When something this big happens, there is going to be a few blog posts about it. They say it is one of the top ten most profitable Kickstarters of all time. Two million dollars, just to write a game supplement – that is really something. Let’s do the math, shall we? Word count in a normal GURPS or White Wolf supplement hovers around 60K. Divide two millions by 60,000 and lo and behold – Matt Colville will earn $34 per word he types. It’s almost absurd. This right here is peak RPG profit margin if there was ever such a thing.
Between Arneson and Gygax who both ended their lives in near poverty, and Steven Erikson who received one million dollars for his entire Malazan Book of the Fallen (ten tomes and over 2 million words total), this Strongholds & Followers thing looks like an aberration. Erikson earned 50 cents per word – which is already a very sweet deal for a writer.
If Colville had been writing this blog post, he would have made $5,440 already.
But how can his book ever live up to its landmark profit margin? It’s unimaginable. The end result is bound to be a disappointment. Yes, I admit I am curious to see that “two-million-dollar supplement”. At least one of my friends will buy it, since he buys everything RPG. But I don’t need to buy it, since I already have Lion Rampant’s original Ars Magica.
Because that’s just it, isn’t it? Strongholds & Followers is really Ars Magica for D&D.
Ars Magica is a role-playing game of political alliances, political borders, diplomacy, intrigue, public relations with the “mundanes”, tribunals, and basically managing the resources of a covenant. The magi have Companions and Grogs – in other words, followers –, and they seldom have to trade and interact with other covenants. My friends and I played Ars Magica for a solid ten years, and it was awesome. Here’s a confession: sometimes you will skip the tedious upkeep and go straight to the next adventure. Who around the table is going to make contact with that old beekeeper who lives downhill from the covenant? Who wants to role-play the boring negotiation scene with the local fishermen? Vincent, you up for it? Fuck that. Just roll percentile dice and be done with it.
Sooner or later, the magi always end up going on yet another adventure anyway – and leaving the covenant into the (usually) capable hands of some NPC. So, the covenant or stronghold or temple isn’t the centrepiece of the game; embarking on adventures is still the centrepiece. True sedentary campaigns only work up to a certain point.
And let’s not forget vis. What is an Ars Magica covenant without a source of vis? For those who are definitely not familiar, what we call “vis” is the main commodity in Ars Magica. Raw vis consists of physical, storable, tradable “magic points” that need to be harvested in remote magical places (for instance, a sacred glade or mysterious cavern) at exactly the right time of year. Covenants usually have jurisdiction over one such magical place. Some covenants can control two, three, or even four different vis sources. Very powerful / influential covenants may control five vis sources – we’re talking between 15 and 30 resident magi here. And of course there are some “disputed” sources of vis. These may be located halfway between covenant A and covenant B, or maybe there was a very old clause in that covenant’s charter about the magi from the neighboring covenant being allowed to harvest a fixed quantity of vis once every seven seasons – but the head of the covenant has been replaced in the meanwhile, and that new master refuses to honor that outdated clause. Clashes often ensue. Sometimes, the dreaded Mage Tribunals are needed to settle disputes – and the votes there can be bought... with vis, obviously!
□ □ □
▶ _Aim 1_
Tally the lines in the entries below that contain the string "background", counting case, and give only the number.
□ □ □
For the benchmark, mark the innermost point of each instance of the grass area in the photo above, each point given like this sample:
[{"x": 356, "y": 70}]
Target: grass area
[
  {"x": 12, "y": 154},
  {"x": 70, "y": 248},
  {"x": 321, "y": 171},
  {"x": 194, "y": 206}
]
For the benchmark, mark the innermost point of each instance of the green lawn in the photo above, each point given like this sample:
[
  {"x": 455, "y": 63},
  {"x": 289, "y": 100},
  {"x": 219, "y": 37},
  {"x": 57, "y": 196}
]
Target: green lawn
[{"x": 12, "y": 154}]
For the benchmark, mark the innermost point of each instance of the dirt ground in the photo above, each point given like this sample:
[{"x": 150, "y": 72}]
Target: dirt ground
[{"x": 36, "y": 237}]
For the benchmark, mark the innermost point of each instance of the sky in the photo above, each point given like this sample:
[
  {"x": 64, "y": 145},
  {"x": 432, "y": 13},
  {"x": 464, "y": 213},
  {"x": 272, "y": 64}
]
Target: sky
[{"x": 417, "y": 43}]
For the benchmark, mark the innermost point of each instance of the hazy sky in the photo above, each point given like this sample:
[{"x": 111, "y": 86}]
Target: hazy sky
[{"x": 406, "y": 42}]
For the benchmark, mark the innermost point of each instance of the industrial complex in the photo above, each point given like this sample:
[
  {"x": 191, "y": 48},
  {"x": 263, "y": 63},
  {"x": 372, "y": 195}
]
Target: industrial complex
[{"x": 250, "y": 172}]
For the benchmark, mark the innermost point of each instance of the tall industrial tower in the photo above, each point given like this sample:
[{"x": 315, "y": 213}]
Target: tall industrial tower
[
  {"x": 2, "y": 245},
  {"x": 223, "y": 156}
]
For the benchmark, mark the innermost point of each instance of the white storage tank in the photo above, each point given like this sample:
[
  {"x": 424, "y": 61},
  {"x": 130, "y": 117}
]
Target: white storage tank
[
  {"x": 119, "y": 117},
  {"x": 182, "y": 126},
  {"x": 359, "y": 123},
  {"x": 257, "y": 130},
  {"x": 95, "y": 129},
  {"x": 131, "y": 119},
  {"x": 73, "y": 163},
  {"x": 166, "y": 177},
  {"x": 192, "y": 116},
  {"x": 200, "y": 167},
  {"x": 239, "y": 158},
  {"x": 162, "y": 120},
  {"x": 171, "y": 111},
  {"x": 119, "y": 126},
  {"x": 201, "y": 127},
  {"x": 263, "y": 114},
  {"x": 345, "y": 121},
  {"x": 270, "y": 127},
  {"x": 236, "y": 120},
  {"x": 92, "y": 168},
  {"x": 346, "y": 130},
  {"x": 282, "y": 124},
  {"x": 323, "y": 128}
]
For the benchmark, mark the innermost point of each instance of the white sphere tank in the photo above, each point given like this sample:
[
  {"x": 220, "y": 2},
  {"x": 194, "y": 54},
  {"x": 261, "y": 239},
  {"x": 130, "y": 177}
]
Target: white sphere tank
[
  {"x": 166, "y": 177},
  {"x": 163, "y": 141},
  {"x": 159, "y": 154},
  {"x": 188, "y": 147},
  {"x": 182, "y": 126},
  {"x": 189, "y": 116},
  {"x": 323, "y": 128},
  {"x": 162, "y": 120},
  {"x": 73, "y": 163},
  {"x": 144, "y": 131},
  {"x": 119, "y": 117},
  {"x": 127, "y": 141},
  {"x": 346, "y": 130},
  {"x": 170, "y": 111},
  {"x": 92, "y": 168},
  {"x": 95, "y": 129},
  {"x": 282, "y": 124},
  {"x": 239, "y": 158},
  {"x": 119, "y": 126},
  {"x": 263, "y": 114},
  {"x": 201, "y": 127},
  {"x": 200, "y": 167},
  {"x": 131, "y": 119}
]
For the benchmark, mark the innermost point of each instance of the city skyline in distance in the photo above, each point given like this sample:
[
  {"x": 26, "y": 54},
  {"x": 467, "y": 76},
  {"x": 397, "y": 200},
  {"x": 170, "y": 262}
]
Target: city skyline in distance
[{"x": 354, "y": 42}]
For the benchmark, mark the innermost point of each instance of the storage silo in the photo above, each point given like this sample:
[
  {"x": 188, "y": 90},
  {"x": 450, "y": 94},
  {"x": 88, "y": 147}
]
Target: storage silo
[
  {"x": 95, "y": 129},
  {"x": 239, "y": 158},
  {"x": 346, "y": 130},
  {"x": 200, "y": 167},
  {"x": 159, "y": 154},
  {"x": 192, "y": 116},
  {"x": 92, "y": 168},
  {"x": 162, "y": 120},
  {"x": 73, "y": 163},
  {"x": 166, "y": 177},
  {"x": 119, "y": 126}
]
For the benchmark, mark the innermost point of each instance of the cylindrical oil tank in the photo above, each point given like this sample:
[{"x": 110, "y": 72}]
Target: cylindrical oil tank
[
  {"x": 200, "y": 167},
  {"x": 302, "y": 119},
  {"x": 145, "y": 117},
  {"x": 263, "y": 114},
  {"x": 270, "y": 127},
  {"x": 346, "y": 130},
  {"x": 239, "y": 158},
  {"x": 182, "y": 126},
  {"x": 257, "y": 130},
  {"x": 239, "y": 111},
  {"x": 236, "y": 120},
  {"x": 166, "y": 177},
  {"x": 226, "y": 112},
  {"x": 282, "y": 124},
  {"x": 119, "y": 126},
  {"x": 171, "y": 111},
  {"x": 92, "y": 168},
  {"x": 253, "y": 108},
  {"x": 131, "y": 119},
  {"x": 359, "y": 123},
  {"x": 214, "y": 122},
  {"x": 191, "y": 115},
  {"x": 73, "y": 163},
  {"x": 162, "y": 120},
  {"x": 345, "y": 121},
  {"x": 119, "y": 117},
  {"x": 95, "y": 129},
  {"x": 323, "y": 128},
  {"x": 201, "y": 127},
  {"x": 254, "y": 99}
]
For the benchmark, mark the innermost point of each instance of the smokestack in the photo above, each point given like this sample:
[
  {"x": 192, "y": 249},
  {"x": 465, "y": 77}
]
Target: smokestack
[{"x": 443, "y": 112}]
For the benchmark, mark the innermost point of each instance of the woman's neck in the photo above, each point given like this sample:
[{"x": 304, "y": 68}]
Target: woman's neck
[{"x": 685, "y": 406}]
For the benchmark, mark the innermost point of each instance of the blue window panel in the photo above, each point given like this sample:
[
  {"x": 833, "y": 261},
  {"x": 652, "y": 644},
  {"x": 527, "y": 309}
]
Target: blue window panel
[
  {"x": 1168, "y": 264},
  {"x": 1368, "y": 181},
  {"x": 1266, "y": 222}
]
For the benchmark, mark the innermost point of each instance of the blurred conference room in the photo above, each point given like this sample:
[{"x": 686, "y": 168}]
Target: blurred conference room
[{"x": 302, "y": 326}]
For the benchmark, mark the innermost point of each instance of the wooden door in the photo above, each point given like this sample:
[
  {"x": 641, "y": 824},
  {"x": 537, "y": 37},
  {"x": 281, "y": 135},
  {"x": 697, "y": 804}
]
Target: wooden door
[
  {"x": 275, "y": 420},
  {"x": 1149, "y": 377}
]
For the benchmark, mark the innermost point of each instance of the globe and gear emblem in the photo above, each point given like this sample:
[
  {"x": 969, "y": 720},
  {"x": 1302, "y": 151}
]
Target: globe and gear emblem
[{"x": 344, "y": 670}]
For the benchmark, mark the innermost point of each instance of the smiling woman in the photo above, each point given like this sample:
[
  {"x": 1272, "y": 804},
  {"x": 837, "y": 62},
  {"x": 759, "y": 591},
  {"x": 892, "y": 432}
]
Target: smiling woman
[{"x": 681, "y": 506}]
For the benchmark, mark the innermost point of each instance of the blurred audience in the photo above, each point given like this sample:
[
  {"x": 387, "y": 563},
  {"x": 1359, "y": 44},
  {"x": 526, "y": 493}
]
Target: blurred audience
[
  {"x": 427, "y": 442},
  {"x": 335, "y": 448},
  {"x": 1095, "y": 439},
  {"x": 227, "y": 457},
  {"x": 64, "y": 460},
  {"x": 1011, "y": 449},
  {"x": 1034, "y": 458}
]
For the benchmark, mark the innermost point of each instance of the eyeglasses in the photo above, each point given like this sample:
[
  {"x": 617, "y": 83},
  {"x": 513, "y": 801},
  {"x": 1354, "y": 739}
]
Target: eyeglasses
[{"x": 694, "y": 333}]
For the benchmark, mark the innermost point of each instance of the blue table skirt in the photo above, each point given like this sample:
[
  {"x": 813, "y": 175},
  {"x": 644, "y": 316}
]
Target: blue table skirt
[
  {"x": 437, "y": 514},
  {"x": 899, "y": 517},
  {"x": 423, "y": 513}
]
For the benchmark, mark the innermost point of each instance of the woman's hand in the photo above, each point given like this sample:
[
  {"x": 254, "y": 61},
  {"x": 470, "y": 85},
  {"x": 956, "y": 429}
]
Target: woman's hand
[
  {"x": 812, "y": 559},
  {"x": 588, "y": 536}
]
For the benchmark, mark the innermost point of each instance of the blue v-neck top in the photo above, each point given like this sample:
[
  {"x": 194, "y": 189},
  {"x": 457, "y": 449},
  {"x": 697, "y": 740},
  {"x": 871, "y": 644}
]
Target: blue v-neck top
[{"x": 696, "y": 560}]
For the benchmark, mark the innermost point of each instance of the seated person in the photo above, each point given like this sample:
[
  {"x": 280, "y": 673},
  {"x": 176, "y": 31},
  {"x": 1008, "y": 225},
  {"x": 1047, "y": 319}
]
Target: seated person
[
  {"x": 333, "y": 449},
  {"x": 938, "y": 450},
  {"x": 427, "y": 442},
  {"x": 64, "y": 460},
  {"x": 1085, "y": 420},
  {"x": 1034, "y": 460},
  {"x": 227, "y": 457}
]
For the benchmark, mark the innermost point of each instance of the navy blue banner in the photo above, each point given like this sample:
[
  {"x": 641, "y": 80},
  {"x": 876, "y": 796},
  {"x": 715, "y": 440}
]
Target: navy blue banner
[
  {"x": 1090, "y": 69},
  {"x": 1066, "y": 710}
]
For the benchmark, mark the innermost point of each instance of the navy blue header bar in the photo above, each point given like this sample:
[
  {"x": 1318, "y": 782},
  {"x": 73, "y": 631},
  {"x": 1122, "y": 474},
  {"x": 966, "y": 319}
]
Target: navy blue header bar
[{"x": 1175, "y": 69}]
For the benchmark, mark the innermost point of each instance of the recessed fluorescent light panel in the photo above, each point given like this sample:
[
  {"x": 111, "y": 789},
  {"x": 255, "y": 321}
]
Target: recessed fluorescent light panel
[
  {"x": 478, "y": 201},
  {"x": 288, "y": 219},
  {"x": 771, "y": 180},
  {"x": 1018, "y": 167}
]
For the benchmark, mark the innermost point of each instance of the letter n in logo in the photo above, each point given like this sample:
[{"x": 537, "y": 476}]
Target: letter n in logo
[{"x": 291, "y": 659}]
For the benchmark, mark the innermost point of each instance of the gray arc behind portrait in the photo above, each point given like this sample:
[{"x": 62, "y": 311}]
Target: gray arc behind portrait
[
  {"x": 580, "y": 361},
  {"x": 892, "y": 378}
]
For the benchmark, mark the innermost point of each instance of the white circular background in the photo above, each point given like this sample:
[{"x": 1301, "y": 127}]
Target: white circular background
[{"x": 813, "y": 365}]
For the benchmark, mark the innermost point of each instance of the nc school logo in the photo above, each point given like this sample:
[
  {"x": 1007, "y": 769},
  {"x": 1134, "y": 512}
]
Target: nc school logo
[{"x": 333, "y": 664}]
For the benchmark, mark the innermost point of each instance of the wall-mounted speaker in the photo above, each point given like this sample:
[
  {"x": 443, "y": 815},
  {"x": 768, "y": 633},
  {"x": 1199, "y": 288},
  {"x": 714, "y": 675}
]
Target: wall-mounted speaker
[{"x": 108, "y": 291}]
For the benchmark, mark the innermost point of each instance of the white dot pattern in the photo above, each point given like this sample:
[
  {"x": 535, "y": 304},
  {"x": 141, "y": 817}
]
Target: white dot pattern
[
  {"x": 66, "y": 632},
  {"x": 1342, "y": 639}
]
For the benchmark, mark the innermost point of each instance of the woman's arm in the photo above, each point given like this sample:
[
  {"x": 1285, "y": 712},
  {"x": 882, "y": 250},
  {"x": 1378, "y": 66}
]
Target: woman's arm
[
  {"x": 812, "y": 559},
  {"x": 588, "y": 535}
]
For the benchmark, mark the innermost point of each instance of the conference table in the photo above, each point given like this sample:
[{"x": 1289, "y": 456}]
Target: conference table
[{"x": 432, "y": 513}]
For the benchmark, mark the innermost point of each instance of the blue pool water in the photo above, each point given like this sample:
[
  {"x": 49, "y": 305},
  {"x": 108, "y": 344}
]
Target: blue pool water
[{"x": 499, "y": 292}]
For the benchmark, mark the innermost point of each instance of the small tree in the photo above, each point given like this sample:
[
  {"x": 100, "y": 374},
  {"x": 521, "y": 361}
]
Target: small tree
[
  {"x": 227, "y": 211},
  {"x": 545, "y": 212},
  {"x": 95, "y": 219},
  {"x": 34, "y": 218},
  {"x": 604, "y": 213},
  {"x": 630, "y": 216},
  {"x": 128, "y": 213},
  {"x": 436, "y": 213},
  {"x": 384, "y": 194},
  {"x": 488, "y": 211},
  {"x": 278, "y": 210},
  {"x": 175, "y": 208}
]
□ □ □
▶ _Aim 2_
Summarize the post about the Strongholds & Followers Kickstarter in two sentences.

▶ _Correct answer 1_
2

▶ _Correct answer 2_
By the post's math, the two-million-dollar Kickstarter for Strongholds & Followers pays Matt Colville about $34 per word, a profit margin the writer believes the book cannot live up to. The writer calls the supplement Ars Magica for D&D, a game the writer played for ten years, where players sometimes skip covenant upkeep to go adventuring and where disputed vis sources lead to clashes between covenants.